TO DO:
Which lines in the entries below contain the word "brown"? Gather each such line and copy it out whole.

MATERIAL TO PROCESS:

- - -

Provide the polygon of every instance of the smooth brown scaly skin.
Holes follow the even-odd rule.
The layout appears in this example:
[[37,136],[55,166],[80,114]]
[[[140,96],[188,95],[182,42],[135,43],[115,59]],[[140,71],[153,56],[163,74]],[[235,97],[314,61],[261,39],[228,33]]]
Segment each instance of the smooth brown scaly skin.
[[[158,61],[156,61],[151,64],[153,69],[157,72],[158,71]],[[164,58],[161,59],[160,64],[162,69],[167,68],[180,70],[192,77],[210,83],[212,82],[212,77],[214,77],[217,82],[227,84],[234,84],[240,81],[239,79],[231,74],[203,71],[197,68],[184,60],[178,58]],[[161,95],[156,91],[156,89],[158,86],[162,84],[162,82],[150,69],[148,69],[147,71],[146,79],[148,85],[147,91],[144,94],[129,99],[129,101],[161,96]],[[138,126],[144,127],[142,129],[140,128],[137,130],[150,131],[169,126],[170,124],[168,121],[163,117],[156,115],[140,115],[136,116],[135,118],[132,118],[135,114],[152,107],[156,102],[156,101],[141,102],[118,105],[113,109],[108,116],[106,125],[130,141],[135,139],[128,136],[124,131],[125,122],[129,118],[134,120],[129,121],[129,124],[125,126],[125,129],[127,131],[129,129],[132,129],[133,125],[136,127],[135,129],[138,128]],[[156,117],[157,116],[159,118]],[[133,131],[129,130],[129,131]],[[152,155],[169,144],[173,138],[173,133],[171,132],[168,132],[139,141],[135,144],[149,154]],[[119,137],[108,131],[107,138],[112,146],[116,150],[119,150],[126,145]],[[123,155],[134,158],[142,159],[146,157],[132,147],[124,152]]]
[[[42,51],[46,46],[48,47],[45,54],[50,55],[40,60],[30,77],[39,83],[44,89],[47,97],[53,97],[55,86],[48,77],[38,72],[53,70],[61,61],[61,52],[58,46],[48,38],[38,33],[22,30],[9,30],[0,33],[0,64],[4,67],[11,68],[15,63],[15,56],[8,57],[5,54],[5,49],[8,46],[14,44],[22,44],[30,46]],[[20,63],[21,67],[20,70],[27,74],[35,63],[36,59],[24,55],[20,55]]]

- - -

SOLUTION TO THIS EXERCISE:
Provide the polygon of every instance of the smooth brown scaly skin.
Segment each instance of the smooth brown scaly skin.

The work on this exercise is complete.